## Work to be completed:
Pull out every line in the rows below that contains the word "measured", and copy each one in full.

## Data shown:
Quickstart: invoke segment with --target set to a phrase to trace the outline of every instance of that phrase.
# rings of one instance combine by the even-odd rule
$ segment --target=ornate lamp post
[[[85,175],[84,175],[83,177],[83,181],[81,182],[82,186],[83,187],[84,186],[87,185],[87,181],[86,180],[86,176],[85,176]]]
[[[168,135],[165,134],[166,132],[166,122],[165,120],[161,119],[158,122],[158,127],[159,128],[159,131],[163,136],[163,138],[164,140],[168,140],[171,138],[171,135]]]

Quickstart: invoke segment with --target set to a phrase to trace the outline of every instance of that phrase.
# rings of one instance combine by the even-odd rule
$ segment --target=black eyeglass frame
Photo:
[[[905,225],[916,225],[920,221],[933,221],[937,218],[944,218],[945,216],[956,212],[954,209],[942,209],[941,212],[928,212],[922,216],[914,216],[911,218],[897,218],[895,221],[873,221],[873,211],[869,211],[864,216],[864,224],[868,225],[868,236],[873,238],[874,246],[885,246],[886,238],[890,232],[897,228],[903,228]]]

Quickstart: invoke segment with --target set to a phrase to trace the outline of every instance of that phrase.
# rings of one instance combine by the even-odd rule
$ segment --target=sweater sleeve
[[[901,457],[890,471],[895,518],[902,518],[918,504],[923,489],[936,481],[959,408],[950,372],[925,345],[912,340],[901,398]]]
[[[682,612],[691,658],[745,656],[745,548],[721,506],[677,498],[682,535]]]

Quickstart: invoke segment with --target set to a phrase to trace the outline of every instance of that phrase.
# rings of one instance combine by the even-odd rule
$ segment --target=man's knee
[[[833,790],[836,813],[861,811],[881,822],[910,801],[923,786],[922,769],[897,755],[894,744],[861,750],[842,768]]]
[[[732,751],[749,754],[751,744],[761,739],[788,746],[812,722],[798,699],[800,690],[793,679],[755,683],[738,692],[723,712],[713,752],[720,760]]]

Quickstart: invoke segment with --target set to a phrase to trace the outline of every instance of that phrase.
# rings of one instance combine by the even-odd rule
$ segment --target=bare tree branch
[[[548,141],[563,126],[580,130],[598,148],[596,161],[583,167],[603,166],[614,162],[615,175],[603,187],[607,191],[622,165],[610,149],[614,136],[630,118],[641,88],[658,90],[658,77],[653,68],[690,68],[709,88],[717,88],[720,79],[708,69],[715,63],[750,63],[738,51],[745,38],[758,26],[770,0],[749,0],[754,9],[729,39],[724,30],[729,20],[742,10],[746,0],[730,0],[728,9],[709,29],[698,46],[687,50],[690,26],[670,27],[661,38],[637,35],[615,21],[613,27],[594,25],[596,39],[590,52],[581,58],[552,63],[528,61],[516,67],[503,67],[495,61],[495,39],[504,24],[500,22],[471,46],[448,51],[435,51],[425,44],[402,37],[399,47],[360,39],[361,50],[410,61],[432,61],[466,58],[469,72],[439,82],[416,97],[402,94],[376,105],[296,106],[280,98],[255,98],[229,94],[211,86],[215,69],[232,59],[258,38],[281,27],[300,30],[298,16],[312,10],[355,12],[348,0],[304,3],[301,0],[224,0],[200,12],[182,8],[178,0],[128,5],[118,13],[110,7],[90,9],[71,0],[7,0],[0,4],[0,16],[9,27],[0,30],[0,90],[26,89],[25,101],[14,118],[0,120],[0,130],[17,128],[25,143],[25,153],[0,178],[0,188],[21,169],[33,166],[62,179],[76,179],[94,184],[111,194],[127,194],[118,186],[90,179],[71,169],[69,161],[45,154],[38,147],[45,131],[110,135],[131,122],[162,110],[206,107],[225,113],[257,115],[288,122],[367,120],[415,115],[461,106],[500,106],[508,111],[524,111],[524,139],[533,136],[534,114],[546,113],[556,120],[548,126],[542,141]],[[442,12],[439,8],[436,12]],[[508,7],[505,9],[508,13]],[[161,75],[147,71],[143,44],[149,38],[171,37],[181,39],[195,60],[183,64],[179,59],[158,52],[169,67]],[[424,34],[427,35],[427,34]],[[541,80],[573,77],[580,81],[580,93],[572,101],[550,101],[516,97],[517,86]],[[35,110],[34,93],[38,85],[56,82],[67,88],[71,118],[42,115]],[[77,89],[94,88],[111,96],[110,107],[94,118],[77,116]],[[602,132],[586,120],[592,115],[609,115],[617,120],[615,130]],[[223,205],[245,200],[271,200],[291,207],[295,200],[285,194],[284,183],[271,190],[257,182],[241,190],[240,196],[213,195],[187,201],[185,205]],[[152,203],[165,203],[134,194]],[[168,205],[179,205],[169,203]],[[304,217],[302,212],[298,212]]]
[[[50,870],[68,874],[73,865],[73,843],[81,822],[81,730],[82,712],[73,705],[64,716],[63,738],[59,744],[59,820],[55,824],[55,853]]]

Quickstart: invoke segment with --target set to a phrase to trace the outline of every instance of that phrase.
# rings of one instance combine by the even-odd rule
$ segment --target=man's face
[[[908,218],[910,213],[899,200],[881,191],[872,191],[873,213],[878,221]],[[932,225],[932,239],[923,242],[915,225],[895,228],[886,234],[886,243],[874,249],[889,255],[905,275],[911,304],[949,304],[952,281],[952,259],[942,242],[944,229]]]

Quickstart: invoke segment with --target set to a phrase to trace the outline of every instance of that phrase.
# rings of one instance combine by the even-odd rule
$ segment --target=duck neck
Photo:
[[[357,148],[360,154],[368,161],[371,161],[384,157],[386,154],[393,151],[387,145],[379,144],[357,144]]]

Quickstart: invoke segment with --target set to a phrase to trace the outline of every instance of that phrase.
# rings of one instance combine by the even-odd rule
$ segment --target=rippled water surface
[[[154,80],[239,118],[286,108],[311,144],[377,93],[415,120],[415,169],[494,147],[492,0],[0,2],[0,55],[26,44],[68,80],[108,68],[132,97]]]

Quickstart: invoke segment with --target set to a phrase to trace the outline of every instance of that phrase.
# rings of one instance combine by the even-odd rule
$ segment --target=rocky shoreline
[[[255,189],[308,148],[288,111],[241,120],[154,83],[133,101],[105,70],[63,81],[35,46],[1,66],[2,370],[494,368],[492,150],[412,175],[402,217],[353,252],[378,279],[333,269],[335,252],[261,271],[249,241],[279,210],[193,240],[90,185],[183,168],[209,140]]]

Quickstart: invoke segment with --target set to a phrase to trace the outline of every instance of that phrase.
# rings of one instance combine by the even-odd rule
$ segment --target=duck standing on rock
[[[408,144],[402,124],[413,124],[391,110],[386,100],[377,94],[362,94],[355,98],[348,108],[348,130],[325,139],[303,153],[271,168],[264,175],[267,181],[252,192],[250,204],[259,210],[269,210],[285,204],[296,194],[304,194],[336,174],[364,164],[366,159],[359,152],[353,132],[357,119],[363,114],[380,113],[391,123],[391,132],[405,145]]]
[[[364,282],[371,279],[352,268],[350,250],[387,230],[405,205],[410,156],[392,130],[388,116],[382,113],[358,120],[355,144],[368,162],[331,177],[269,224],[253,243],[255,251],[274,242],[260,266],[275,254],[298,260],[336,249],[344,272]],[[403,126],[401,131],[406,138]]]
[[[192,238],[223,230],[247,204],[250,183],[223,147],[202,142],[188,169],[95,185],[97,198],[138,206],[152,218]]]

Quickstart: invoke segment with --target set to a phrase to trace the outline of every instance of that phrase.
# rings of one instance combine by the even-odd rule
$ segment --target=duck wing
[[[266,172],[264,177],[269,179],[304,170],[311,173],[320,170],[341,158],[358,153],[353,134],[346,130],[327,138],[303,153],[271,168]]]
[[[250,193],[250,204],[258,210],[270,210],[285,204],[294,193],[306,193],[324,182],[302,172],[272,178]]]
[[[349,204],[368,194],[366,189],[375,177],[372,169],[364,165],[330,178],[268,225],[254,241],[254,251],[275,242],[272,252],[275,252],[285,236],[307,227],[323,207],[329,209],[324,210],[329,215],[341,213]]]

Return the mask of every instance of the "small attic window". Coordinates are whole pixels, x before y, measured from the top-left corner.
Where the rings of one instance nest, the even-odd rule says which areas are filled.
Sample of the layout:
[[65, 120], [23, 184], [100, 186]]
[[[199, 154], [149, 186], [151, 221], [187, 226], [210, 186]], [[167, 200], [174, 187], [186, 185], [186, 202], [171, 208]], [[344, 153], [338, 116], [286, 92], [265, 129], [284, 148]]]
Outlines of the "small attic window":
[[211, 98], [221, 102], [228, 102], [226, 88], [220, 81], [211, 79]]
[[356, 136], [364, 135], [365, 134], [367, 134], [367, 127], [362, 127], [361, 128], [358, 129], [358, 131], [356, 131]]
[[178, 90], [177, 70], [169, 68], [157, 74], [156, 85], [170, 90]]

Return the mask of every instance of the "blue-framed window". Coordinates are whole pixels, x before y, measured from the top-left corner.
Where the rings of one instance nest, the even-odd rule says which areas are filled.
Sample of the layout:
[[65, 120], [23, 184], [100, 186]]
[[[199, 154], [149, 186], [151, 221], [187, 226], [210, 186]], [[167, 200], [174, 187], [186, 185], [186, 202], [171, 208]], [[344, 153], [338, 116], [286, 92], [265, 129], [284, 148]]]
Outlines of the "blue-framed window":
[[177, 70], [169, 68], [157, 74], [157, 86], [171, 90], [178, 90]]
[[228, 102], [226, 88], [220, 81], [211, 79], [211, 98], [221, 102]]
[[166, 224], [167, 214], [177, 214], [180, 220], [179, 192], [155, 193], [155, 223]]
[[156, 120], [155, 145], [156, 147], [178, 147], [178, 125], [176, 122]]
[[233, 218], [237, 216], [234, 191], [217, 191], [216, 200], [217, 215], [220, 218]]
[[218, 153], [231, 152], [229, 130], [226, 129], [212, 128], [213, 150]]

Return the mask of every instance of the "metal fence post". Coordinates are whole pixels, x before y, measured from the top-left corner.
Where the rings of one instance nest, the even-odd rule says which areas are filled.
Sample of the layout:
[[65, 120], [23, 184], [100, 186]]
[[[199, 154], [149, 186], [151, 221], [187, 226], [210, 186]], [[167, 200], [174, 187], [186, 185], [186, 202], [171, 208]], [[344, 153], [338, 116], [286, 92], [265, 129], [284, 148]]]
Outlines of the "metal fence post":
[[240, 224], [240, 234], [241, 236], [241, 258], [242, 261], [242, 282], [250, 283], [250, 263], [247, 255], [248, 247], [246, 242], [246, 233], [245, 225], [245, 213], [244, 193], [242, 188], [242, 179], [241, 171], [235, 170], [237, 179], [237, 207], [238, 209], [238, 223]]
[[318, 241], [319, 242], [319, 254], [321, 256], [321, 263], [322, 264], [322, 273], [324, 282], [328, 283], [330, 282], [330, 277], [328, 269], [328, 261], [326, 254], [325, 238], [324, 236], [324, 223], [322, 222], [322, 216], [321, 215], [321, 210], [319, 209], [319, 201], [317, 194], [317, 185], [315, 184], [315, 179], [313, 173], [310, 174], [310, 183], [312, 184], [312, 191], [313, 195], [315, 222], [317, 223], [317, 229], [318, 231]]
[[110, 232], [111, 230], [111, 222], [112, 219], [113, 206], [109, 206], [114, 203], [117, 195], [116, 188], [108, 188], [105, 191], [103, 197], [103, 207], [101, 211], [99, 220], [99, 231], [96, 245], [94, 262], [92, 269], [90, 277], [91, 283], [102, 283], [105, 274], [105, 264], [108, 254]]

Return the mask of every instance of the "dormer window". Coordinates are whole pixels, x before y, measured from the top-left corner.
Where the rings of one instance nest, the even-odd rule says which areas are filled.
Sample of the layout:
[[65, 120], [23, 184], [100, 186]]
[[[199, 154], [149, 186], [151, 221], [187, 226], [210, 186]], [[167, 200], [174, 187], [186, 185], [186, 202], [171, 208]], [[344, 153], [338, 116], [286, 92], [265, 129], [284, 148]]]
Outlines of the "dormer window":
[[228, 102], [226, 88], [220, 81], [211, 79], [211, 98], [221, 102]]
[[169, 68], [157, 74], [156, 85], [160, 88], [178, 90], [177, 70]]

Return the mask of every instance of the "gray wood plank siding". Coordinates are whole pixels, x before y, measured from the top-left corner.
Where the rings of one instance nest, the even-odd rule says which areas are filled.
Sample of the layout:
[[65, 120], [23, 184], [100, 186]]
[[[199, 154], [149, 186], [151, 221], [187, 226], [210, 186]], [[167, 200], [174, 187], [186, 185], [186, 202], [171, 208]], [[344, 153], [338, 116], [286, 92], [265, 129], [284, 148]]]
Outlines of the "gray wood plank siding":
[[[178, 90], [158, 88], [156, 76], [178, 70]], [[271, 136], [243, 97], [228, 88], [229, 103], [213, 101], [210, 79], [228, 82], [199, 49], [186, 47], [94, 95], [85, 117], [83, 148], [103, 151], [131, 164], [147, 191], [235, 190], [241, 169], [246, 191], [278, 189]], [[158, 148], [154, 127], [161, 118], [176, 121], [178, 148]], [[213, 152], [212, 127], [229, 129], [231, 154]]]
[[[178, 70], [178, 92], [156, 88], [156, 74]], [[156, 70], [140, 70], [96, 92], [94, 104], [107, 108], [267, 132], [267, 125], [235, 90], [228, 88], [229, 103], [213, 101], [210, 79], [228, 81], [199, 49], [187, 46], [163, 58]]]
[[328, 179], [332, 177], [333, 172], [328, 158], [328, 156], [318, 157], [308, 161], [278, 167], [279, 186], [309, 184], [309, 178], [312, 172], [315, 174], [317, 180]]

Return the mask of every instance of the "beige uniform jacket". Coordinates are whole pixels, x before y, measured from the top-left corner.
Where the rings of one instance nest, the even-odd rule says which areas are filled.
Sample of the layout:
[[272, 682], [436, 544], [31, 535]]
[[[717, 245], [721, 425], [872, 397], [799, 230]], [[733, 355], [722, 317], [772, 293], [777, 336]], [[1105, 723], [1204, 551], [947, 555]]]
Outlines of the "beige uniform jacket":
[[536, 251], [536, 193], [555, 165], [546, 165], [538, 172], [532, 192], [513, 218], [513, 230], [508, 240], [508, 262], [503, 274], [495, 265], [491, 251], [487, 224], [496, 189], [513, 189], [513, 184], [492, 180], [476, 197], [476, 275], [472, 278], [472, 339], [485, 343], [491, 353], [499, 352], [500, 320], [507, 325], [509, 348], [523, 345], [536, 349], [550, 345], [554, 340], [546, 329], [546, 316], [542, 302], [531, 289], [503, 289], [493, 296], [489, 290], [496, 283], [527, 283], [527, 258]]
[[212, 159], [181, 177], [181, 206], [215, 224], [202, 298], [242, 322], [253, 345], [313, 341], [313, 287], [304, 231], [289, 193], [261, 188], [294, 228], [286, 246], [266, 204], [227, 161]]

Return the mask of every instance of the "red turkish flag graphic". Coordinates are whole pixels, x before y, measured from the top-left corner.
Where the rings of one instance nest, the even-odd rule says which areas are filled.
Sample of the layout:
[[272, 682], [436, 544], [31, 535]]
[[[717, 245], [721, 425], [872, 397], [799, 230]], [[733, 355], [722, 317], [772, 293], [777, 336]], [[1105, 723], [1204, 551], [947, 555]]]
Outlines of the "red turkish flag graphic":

## Answer to the exercise:
Return the mask of every instance of the "small attic window". Coordinates are whole pixels, x before y, measured from the top-left corner.
Return the mask of every instance of the "blue-framed window". Coordinates are whole pixels, x before y, measured from the top-left corner.
Return the mask of every instance of the "metal fence post". Coordinates are whole pixels, x before y, measured from the top-left corner.
Return the mask of every instance of the "dormer window". Coordinates are whole pixels, x before y, measured from the top-left corner.
Return the mask of every instance of the "gray wood plank siding". Coordinates are whole pixels, x before y, measured from the top-left corner.
Return the mask of every instance of the "beige uniform jacket". Coordinates are whole pixels, x before y, measured from the top-left corner.
Return the mask of every instance of the "red turkish flag graphic". Coordinates are whole pixels, x before y, measured from the top-left corner.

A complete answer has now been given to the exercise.